** Start of INFORMATION PROVIDED **
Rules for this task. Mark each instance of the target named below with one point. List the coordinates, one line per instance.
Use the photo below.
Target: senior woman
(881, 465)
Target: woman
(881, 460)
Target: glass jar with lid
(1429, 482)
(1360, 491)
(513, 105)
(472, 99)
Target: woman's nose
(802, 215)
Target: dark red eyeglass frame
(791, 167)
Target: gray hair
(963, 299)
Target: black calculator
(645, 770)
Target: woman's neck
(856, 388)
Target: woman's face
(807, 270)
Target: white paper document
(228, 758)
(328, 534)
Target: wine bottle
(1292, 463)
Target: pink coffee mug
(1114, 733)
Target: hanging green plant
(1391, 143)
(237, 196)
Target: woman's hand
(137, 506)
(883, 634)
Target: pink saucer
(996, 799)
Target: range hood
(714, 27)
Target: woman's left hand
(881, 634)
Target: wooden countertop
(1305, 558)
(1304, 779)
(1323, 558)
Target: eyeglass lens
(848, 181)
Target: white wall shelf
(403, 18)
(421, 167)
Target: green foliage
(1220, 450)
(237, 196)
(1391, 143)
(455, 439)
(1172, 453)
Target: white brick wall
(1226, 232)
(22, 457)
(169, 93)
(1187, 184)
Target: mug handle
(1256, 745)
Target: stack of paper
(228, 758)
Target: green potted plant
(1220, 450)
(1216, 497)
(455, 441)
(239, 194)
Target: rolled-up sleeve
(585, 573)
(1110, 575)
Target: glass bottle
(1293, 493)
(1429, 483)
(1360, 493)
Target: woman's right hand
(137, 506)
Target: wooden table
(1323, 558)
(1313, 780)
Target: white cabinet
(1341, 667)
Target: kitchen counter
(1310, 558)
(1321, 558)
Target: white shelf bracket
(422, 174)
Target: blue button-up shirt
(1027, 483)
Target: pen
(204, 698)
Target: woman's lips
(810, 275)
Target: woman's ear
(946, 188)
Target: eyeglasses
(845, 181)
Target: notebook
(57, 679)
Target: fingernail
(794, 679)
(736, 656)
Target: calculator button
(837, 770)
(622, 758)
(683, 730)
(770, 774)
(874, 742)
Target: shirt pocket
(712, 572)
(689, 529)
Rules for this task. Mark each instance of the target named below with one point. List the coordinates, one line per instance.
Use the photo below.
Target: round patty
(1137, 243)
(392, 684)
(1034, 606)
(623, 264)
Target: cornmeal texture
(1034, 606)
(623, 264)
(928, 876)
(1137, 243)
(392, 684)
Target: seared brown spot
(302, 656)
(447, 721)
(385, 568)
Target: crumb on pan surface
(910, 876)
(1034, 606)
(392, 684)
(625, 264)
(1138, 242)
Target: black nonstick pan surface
** End of INFORMATION PROVIDED **
▶ [REQUIREMENTS]: Reproduce the listing above verbatim, every line from the first through the last, with no changes.

▶ [RESULT BELOW]:
Rules for this task. Mark each instance of the target named below with one point. List the coordinates, one line per instance.
Use the photo below.
Target: senior woman
(881, 465)
Target: woman
(881, 460)
Target: glass jar with lid
(1429, 482)
(1360, 491)
(513, 105)
(472, 99)
Target: woman's nose
(802, 215)
Target: dark red eyeglass frame
(791, 167)
Target: gray hair
(963, 299)
Target: black calculator
(645, 770)
Target: woman's neck
(856, 388)
Target: woman's face
(807, 270)
Target: white paper document
(228, 758)
(328, 534)
Target: wine bottle
(1292, 463)
Target: pink coffee mug
(1114, 733)
Target: hanging green plant
(1391, 143)
(237, 196)
Target: woman's hand
(137, 506)
(883, 634)
Target: pink saucer
(996, 799)
Target: range hood
(714, 27)
Target: woman's left hand
(881, 634)
Target: wooden countertop
(1305, 558)
(1304, 779)
(1323, 558)
Target: eyeglass lens
(848, 181)
Target: white wall shelf
(403, 18)
(421, 167)
Target: green foliage
(1220, 450)
(237, 196)
(1391, 143)
(455, 439)
(1172, 453)
Target: white brick wall
(1226, 232)
(22, 457)
(169, 93)
(1187, 184)
Target: mug handle
(1256, 745)
Target: stack of paper
(228, 758)
Target: green potted plant
(1220, 450)
(1216, 497)
(455, 441)
(239, 194)
Target: rolled-up sleeve
(585, 573)
(1110, 575)
Target: glass bottle
(1293, 493)
(1429, 483)
(1360, 493)
Target: woman's right hand
(137, 506)
Target: wooden table
(1323, 558)
(1313, 780)
Target: white cabinet
(1341, 667)
Target: kitchen counter
(1310, 558)
(1321, 558)
Target: white shelf bracket
(422, 174)
Target: blue button-up shirt
(1027, 483)
Target: pen
(204, 698)
Target: woman's lips
(810, 275)
Target: woman's ear
(946, 188)
Target: eyeglasses
(845, 181)
Target: notebook
(57, 679)
Target: fingernail
(794, 679)
(736, 656)
Target: calculator button
(837, 770)
(622, 758)
(683, 730)
(770, 774)
(874, 742)
Target: shirt pocket
(712, 572)
(689, 529)
Rules for this task. Mark each instance of the target named below with one point. List the coordinates, one line per instance.
Use the photo below.
Target: round patty
(1137, 243)
(392, 684)
(1034, 606)
(623, 264)
Target: cornmeal texture
(1034, 606)
(623, 264)
(928, 876)
(1137, 243)
(392, 684)
Target: seared brown spot
(302, 656)
(447, 721)
(385, 568)
Target: crumb on pan surface
(910, 876)
(1034, 606)
(392, 684)
(625, 264)
(1138, 242)
Target: black nonstick pan surface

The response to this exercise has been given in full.